--- Start Data supplied ---

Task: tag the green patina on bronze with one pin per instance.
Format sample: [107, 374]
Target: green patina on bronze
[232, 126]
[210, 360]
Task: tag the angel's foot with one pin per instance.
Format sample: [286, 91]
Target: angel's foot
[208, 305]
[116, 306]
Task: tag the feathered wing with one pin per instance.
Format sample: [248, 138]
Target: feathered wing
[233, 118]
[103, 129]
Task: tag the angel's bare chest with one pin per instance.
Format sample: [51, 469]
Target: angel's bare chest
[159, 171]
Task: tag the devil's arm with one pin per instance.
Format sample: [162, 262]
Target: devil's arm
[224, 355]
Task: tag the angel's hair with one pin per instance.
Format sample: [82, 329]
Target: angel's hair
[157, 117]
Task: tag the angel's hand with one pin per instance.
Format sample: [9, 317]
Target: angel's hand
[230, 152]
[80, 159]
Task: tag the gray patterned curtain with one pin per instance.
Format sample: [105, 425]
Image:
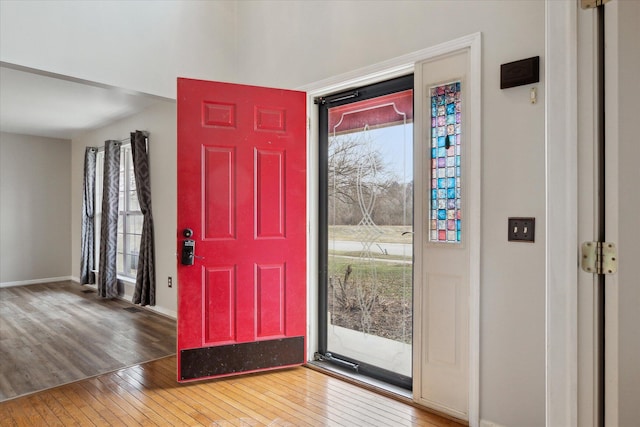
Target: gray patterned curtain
[87, 230]
[145, 292]
[108, 277]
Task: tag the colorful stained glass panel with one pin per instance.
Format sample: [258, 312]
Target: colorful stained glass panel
[446, 217]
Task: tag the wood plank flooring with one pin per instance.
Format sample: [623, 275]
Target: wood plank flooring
[54, 333]
[148, 394]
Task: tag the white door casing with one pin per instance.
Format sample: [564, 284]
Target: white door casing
[407, 64]
[622, 210]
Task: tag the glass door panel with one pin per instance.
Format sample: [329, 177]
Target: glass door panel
[369, 233]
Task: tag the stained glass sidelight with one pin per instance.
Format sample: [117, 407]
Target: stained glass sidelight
[445, 217]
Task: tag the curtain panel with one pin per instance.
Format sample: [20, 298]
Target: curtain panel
[87, 231]
[145, 291]
[108, 277]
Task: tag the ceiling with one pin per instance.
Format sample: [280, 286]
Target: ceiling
[42, 104]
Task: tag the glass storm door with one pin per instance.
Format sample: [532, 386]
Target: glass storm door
[366, 242]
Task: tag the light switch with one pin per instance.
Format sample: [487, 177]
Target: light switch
[521, 229]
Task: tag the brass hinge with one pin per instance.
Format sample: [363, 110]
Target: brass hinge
[590, 4]
[599, 257]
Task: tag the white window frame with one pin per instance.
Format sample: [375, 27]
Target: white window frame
[126, 187]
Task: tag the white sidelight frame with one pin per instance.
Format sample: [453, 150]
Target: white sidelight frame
[561, 181]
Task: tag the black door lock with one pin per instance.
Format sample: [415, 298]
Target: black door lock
[188, 248]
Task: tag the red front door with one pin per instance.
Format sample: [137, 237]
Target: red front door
[242, 192]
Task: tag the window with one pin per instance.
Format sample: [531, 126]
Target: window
[129, 215]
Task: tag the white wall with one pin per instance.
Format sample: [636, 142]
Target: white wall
[155, 41]
[35, 213]
[160, 121]
[290, 44]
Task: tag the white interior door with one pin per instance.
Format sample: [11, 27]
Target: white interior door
[622, 211]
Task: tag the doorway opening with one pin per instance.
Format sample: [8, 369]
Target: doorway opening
[366, 230]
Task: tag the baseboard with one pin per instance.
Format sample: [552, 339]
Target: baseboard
[35, 281]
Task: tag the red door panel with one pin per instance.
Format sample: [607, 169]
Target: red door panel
[242, 190]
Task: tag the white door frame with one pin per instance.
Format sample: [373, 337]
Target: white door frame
[561, 73]
[383, 71]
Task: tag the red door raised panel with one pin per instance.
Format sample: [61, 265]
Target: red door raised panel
[242, 191]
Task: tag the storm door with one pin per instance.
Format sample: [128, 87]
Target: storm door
[366, 230]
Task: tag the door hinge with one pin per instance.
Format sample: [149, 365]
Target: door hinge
[599, 257]
[590, 4]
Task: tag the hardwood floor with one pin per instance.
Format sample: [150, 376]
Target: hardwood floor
[54, 333]
[148, 394]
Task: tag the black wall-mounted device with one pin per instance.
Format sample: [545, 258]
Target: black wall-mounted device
[518, 73]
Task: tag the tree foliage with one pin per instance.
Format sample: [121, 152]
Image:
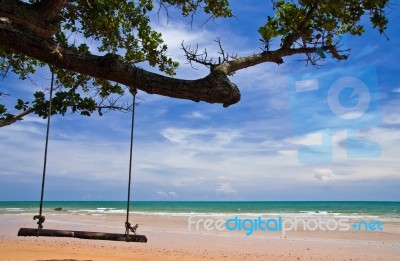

--- End Data supplied ---

Please quote all of the material above word for word, leaving the pictures out of your answer.

Task: tag the green patina on bronze with one pin per instance.
Format sample: [107, 374]
Target: green patina on bronze
[232, 126]
[210, 360]
Task: tag the angel's foot with one pin per instance.
Format sample: [286, 91]
Target: angel's foot
[208, 305]
[116, 306]
Task: tag the feathered wing with one pin per instance.
Format sample: [248, 138]
Target: feathered wing
[233, 118]
[103, 129]
Task: tag the angel's bare chest with one pin per instance.
Format sample: [51, 469]
Target: angel's bare chest
[159, 171]
Task: tag the devil's arm with one pin per instance.
Format sample: [162, 262]
Target: devil's arm
[224, 355]
Task: tag the angel's hair with one pin per instance.
Format sample: [82, 329]
Target: angel's hair
[157, 117]
Task: tag the angel's hand with one pin per instance.
Format sample: [9, 317]
Target: angel's hand
[230, 152]
[80, 159]
Task: tag the gray patterned curtain with one pin per instance.
Format sample: [105, 425]
Image:
Target: gray patterned curtain
[87, 230]
[145, 292]
[108, 277]
Task: tag the colorful stained glass panel with one pin per instance.
Format sample: [258, 312]
Target: colorful stained glass panel
[446, 217]
Task: tag the wood plank flooring with one pin per instance.
Format sample: [623, 275]
Target: wood plank flooring
[54, 333]
[148, 394]
Task: tag the white door casing with one pin per instance.
Format sample: [564, 284]
Target: white door casing
[407, 64]
[622, 210]
Task: tag the glass door panel with one pin per instance.
Format sample: [329, 177]
Target: glass door panel
[369, 233]
Task: tag the stained glass sidelight with one pin per instance.
Format sample: [117, 407]
Target: stained glass sidelight
[445, 217]
Task: tag the curtain panel with one pin per instance.
Format sample: [20, 298]
Target: curtain panel
[87, 231]
[145, 291]
[108, 277]
Task: tag the ceiling with one pin per instance.
Format sample: [280, 286]
Target: ceiling
[42, 104]
Task: tag the glass storm door with one pin per instance.
Format sample: [532, 386]
Target: glass storm door
[366, 242]
Task: tag the light switch with one pin per instance.
Format sample: [487, 177]
Target: light switch
[521, 229]
Task: tag the brass hinge with one pin per instance.
Format sample: [363, 110]
Target: brass hinge
[590, 4]
[599, 257]
Task: tag the white window frame with one pin per instance.
Format sample: [375, 27]
Target: white window frame
[126, 187]
Task: tag the white sidelight frame with one pin per instance.
Format sample: [453, 150]
Target: white sidelight frame
[561, 181]
Task: tag the black door lock with one pin per instance.
Format sample: [415, 298]
Target: black door lock
[188, 248]
Task: tag the red front door with one pin per instance.
Format sample: [137, 237]
Target: red front door
[242, 192]
Task: tag the window with one pin per instance.
Format sample: [531, 126]
Target: window
[129, 215]
Task: tag the white wall with one pin per instance.
Format sample: [636, 142]
Target: white wall
[155, 41]
[35, 213]
[160, 121]
[290, 44]
Task: tag the white interior door with one pin per instance.
Format sample: [11, 27]
Target: white interior door
[622, 211]
Task: tag the doorway opening with one pin per instance.
Format sample: [8, 369]
Target: doorway opening
[366, 230]
Task: tag the baseboard with one pin per instance.
Format sample: [552, 339]
Target: baseboard
[35, 281]
Task: tag the red door panel with one pin per instance.
Format sample: [607, 169]
Target: red door panel
[242, 190]
Task: tag the white door frame with one pin per instance.
Format sample: [373, 337]
Target: white door frame
[561, 73]
[383, 71]
Task: tag the red door raised panel with one pin per instance.
Format sample: [61, 265]
Target: red door raised panel
[242, 191]
Task: tag the storm door with one pin per instance.
Format sample: [128, 87]
Target: storm door
[366, 230]
Task: tag the door hinge with one pin per instance.
Format sample: [149, 365]
Target: door hinge
[599, 257]
[590, 4]
Task: tag the hardwood floor with one pin per instance.
Format sample: [150, 376]
Target: hardwood floor
[54, 333]
[148, 394]
Task: tag the black wall-mounted device with one pin per instance.
Format sample: [545, 258]
Target: black wall-mounted device
[518, 73]
Task: tag the tree foliage with one pin per instance.
Format sample: [121, 152]
Image:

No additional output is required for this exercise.